Your instructions :: Starting from the line that contains "Where can the winding", reproduce each line exactly through the end of the material, and include no other lines.
** start **
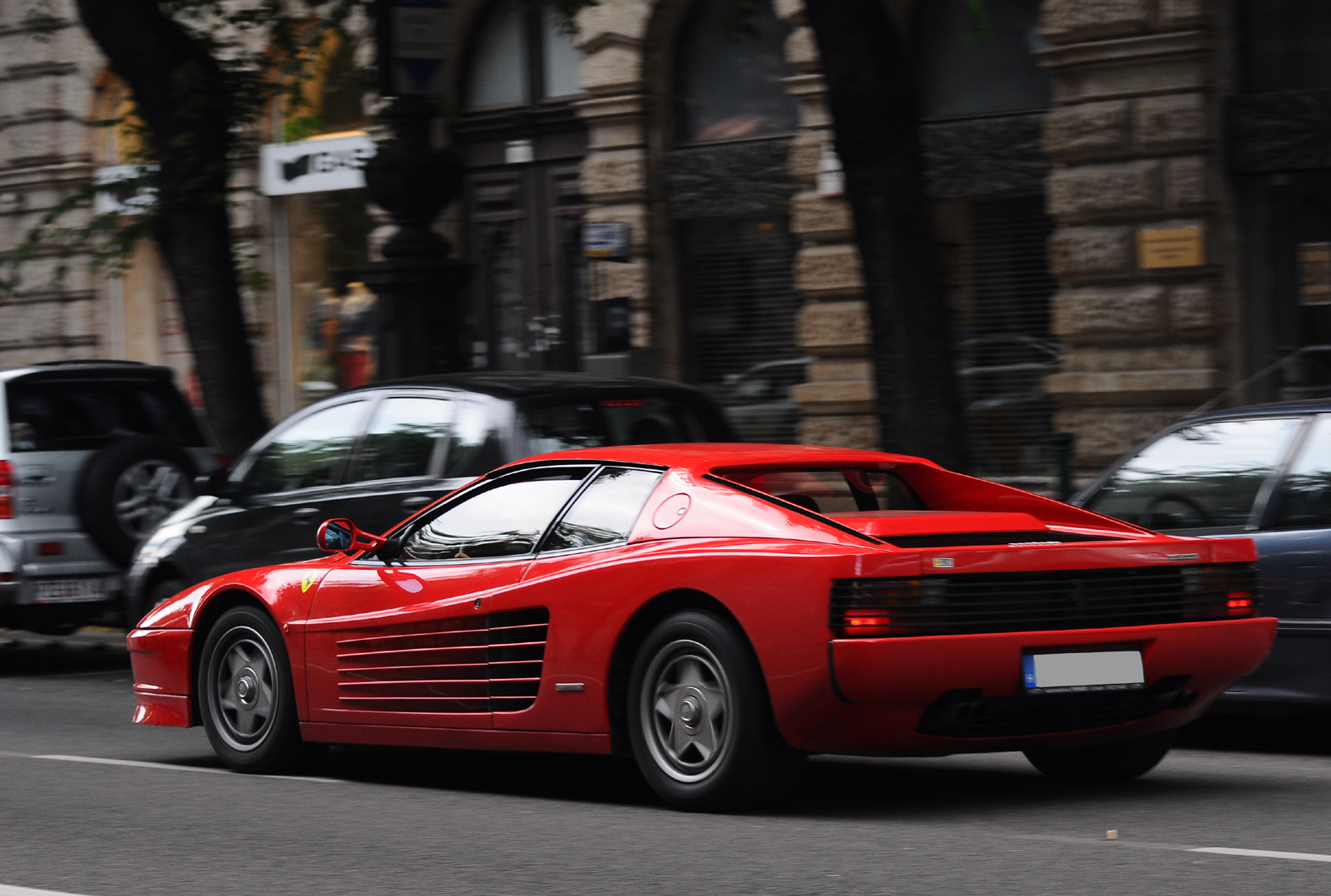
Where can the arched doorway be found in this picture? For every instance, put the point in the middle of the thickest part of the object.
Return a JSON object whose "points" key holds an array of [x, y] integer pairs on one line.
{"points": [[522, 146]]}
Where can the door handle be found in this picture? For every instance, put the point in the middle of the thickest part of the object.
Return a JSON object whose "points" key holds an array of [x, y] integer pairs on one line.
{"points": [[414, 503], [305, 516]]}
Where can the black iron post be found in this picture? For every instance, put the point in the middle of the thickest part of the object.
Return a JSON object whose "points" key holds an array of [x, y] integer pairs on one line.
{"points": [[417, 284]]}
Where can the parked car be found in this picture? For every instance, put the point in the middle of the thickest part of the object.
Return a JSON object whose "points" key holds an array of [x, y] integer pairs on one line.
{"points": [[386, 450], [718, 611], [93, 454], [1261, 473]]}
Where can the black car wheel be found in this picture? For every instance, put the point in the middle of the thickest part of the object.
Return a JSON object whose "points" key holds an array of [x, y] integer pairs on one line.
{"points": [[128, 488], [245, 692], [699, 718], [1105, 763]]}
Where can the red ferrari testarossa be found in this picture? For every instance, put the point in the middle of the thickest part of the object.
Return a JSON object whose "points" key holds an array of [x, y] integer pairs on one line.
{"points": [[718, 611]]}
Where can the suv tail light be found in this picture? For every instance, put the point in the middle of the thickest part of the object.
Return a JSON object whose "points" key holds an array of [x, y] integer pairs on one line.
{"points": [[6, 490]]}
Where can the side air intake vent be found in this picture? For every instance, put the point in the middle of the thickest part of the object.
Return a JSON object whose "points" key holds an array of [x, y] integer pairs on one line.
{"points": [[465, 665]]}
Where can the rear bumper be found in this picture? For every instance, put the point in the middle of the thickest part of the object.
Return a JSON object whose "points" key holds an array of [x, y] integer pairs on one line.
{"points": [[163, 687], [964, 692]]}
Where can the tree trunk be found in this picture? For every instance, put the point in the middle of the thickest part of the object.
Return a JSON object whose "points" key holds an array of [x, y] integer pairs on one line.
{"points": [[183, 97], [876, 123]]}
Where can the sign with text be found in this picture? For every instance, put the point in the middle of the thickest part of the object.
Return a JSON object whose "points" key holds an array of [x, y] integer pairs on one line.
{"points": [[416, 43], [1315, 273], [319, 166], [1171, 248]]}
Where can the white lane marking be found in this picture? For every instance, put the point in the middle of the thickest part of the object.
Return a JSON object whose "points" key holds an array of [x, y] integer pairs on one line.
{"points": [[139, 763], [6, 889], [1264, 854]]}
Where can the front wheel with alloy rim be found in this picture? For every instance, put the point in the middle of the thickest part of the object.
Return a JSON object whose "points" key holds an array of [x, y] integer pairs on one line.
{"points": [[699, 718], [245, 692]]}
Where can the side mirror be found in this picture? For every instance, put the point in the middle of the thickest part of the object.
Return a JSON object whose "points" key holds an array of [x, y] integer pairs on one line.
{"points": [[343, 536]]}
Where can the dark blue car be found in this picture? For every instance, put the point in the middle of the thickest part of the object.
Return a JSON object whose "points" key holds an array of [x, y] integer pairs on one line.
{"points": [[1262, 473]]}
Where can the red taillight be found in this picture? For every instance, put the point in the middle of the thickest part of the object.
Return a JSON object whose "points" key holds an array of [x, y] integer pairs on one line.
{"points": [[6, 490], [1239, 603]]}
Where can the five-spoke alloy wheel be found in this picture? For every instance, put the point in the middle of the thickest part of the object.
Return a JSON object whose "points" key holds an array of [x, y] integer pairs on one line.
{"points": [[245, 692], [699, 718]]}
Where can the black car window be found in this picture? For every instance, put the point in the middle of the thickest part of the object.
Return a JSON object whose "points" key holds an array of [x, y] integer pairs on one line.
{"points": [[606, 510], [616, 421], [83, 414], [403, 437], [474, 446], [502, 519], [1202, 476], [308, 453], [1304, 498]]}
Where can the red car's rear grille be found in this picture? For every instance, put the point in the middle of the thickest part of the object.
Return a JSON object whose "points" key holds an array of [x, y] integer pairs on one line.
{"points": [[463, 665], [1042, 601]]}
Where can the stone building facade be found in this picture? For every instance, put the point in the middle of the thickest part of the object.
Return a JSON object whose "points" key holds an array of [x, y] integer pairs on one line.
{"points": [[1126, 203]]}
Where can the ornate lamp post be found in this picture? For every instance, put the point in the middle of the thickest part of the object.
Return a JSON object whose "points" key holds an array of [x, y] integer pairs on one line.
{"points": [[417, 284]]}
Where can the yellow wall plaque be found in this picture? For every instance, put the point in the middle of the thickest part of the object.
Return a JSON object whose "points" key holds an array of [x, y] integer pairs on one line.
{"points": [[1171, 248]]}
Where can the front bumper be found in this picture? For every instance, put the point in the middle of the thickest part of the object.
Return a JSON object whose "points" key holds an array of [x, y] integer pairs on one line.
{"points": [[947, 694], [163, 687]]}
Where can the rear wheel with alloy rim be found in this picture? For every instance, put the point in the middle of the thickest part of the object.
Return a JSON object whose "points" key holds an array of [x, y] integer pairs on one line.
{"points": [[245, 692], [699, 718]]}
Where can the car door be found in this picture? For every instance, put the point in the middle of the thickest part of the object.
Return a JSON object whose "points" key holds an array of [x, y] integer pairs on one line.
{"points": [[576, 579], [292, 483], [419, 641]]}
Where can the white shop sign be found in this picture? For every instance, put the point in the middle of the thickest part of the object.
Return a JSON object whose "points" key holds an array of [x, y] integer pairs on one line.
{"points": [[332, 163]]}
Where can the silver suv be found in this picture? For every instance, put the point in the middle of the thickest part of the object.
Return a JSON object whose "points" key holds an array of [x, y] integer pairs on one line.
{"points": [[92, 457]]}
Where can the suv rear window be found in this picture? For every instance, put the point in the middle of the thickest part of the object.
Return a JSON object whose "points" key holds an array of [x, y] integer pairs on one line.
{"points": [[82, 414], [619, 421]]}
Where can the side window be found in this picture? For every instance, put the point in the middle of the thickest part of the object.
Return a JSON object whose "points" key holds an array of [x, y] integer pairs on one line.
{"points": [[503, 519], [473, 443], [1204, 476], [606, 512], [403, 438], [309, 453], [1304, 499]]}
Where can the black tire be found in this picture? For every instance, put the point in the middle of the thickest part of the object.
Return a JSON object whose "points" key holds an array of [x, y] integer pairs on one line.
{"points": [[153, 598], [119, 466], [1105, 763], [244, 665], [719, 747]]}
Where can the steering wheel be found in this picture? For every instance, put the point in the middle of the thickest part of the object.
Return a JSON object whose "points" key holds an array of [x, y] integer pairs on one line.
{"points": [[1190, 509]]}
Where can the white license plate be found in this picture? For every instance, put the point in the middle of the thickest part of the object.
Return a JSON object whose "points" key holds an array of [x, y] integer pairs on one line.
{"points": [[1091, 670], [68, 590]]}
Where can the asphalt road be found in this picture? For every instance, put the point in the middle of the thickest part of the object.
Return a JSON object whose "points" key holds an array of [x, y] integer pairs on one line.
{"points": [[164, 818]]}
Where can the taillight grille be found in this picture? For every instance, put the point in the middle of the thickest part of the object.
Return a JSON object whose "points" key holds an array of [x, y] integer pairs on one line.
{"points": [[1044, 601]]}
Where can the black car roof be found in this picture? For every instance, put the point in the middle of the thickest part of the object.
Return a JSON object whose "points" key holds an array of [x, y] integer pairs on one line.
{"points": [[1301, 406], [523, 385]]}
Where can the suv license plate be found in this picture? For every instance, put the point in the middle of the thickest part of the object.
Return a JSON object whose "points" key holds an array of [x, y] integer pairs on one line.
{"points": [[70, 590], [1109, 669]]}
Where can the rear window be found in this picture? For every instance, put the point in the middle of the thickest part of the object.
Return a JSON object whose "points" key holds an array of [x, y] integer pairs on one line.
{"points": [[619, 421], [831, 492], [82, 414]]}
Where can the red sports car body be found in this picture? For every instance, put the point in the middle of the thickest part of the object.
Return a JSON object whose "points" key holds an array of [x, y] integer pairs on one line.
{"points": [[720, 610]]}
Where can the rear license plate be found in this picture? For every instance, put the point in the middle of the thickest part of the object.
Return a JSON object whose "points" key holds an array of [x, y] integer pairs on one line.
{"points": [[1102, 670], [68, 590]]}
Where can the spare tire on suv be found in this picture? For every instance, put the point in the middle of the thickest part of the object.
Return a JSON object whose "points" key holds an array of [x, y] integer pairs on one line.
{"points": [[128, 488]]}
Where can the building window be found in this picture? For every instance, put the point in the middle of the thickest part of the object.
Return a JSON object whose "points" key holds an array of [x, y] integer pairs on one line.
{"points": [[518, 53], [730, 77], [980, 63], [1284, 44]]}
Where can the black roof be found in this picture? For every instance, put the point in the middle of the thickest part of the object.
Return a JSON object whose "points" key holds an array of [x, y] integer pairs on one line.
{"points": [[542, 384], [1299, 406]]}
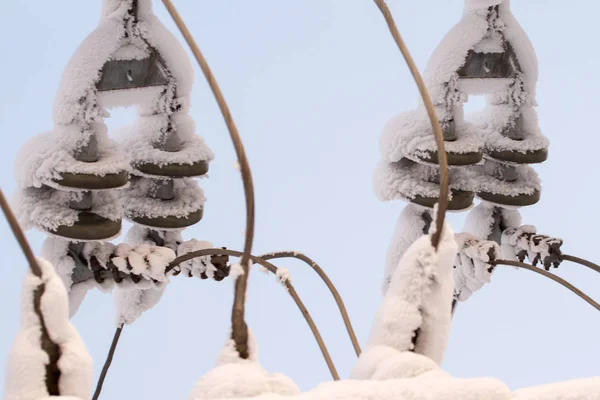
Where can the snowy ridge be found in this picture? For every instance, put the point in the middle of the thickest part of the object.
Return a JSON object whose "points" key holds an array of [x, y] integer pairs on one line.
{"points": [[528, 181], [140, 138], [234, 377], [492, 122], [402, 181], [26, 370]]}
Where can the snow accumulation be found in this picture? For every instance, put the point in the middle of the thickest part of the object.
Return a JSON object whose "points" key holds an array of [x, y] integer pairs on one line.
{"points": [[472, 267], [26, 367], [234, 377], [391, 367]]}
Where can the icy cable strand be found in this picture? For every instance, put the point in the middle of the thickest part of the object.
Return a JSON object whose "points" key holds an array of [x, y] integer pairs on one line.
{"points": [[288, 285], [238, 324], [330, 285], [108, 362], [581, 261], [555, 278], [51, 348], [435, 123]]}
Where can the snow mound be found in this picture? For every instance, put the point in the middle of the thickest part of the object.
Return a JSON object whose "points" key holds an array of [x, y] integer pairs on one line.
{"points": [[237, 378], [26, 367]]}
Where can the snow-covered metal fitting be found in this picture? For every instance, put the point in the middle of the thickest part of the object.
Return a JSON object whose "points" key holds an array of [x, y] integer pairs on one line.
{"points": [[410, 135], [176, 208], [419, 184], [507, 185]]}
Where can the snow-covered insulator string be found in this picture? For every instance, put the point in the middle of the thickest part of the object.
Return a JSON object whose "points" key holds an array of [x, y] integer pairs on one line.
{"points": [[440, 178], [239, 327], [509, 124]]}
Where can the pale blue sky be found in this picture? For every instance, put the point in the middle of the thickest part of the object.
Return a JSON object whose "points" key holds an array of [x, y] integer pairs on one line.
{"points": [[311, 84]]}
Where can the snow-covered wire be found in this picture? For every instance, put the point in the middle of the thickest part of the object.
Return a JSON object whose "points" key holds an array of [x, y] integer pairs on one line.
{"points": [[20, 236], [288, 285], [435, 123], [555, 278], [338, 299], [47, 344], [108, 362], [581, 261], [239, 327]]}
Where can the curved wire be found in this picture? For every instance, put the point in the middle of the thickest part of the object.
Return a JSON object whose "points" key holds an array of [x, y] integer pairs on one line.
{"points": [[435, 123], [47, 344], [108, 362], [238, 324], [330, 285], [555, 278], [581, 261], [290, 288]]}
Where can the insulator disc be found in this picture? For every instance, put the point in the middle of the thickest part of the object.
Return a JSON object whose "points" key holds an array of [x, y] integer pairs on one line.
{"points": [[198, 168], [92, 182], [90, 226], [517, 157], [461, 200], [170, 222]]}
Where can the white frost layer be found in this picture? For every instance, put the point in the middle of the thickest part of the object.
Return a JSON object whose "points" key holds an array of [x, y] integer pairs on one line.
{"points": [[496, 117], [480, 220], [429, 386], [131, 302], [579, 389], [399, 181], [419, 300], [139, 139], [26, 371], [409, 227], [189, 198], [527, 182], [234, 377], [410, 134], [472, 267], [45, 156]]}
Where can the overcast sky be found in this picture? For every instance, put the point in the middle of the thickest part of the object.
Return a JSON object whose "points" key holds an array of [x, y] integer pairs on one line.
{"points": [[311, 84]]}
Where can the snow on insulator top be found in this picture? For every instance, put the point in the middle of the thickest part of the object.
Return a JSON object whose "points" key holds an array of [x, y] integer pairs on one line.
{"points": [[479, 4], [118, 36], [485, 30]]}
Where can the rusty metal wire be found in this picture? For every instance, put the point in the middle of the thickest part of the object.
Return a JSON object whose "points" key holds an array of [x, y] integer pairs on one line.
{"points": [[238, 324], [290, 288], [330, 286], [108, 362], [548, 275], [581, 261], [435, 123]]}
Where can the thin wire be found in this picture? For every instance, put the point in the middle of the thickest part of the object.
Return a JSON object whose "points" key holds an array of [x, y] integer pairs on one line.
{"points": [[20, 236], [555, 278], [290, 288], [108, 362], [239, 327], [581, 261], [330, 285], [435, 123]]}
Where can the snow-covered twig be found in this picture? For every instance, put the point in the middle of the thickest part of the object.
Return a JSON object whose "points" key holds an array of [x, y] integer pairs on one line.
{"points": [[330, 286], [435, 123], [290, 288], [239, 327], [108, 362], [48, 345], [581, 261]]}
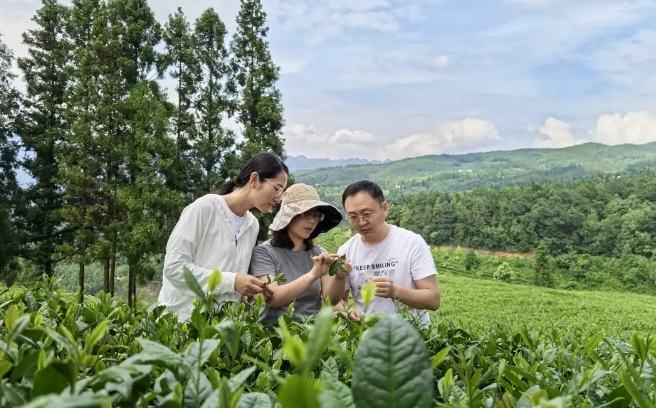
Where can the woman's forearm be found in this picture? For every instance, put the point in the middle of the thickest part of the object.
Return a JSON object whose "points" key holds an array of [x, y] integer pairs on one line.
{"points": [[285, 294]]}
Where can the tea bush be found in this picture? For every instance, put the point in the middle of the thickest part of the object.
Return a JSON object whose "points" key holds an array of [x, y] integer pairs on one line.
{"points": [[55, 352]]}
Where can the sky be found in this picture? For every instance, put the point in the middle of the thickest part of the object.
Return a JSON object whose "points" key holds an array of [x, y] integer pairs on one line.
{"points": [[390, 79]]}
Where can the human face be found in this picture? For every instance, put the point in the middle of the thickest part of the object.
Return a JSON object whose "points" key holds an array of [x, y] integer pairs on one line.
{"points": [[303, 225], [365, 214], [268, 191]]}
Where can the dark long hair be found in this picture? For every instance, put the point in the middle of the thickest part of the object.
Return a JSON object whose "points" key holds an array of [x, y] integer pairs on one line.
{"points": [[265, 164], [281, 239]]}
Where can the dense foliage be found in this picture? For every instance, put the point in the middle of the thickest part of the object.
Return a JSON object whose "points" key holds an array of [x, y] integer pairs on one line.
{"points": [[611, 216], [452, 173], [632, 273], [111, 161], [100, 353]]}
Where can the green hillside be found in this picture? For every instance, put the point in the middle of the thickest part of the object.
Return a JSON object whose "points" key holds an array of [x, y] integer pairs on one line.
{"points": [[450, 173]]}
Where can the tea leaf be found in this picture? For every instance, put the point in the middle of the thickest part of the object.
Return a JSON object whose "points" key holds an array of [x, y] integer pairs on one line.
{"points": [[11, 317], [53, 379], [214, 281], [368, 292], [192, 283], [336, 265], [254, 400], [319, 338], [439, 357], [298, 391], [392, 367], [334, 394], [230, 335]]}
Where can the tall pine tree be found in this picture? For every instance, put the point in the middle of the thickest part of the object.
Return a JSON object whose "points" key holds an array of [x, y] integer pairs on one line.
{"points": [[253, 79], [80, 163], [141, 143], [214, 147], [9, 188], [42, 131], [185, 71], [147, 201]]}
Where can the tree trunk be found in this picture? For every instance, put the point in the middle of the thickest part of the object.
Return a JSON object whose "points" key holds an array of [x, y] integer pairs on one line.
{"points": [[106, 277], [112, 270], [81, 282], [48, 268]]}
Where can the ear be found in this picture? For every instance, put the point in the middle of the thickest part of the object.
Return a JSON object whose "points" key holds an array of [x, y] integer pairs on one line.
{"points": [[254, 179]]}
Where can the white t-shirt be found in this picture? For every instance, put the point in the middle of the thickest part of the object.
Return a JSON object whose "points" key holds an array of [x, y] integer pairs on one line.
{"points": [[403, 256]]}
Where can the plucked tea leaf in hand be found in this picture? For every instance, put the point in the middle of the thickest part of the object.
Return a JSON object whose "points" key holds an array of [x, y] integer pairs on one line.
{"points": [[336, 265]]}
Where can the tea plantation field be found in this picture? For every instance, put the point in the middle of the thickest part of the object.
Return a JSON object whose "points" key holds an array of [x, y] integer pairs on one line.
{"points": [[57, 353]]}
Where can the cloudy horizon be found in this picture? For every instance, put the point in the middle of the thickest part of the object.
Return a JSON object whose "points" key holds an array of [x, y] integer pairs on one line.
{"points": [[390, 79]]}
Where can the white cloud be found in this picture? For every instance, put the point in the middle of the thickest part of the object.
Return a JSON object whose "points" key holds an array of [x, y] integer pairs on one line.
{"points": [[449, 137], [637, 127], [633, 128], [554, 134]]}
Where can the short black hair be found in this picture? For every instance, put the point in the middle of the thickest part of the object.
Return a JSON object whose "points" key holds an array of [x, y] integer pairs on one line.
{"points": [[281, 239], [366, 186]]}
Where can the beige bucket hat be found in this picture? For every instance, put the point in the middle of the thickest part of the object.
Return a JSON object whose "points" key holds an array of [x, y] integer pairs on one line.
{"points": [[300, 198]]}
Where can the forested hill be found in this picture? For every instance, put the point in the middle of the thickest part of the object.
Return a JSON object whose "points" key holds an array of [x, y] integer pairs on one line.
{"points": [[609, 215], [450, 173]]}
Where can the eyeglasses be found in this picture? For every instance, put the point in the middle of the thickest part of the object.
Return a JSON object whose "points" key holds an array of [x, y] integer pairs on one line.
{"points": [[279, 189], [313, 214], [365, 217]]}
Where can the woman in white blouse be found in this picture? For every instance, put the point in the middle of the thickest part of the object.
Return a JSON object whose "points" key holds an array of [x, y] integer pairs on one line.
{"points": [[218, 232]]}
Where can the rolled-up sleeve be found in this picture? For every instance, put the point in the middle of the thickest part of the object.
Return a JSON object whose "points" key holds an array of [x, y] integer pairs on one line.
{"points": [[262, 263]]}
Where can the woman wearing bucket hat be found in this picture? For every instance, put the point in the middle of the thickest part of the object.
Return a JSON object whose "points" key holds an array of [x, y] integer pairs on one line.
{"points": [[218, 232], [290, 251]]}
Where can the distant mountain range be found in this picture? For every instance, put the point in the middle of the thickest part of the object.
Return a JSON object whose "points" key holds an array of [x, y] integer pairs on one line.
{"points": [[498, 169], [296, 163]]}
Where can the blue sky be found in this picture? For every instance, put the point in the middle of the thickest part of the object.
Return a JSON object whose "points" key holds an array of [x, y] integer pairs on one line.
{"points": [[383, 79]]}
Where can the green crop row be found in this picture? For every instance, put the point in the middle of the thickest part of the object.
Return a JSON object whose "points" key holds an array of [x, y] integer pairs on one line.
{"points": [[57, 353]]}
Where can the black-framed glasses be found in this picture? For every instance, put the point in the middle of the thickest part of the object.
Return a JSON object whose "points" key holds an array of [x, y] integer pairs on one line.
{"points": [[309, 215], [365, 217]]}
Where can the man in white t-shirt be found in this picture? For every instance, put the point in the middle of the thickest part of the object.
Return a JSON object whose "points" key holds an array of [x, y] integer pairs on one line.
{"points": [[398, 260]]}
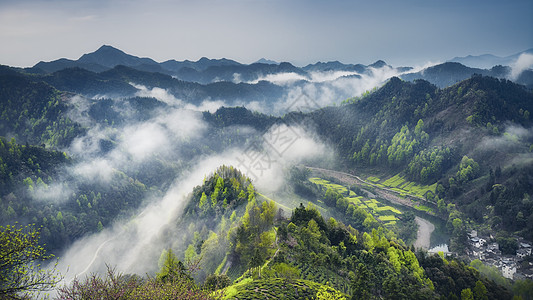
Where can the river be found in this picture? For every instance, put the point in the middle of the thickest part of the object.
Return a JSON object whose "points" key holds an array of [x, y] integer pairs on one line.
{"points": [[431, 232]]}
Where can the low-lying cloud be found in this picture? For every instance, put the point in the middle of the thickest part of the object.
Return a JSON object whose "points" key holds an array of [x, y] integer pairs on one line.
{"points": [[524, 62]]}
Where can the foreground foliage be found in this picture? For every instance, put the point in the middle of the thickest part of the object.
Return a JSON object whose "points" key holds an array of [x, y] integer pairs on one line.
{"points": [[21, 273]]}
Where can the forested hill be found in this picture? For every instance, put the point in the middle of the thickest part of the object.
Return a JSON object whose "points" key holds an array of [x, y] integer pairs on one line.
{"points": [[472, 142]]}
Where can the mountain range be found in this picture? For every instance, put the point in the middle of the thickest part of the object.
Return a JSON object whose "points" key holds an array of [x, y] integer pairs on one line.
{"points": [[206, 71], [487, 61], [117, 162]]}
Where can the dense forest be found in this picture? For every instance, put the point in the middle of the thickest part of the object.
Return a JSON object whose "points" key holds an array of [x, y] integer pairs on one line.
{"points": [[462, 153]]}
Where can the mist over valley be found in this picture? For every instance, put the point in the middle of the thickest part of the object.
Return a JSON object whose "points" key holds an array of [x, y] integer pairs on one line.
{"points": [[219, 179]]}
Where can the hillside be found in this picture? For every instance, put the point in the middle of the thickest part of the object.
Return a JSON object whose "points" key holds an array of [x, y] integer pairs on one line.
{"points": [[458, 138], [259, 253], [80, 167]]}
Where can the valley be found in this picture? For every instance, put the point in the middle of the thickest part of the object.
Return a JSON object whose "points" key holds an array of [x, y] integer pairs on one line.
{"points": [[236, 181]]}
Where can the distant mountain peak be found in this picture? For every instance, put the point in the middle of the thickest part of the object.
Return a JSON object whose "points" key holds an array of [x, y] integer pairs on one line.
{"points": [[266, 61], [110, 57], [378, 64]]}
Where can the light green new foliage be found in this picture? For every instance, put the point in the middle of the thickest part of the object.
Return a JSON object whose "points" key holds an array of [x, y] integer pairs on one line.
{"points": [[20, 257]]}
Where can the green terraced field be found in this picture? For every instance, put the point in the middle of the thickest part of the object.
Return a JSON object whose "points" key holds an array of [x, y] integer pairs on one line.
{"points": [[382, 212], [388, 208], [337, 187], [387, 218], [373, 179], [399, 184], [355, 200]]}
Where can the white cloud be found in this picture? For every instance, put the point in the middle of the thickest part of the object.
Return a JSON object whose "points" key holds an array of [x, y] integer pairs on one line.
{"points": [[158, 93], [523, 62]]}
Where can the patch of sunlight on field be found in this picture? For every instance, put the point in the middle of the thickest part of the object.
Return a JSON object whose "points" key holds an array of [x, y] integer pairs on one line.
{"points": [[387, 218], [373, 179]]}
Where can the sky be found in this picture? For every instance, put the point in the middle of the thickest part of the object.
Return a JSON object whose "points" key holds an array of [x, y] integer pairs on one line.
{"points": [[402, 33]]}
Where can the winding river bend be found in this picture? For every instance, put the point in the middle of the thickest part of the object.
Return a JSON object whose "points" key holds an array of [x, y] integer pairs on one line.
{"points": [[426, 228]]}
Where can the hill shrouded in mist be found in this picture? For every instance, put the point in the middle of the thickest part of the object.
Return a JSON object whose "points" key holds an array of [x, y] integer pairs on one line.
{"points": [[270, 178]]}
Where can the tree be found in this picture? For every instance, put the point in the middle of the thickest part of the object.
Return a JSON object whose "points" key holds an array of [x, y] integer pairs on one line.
** end **
Reply ::
Where can the winding river bend be found in this picture? For every instance, put the point in the middle of the thickest part of the object.
Return a JSON object whose "points" key holds an array of [x, y] integer pairs on one line.
{"points": [[426, 228]]}
Where can the hill shrouded in mist be found in this picture? For every instance, put the point in the middle of the thickest part of the object.
Return a JSON object whose "points" key holds an array of [x, y] integer pairs on one line.
{"points": [[270, 178]]}
Where can the tree be found in this picture? For every instance, put the point in the middle of the thickest part of the object.
Return a JSON object whose "points" key holds an array of [x, y] integer pairs on one line.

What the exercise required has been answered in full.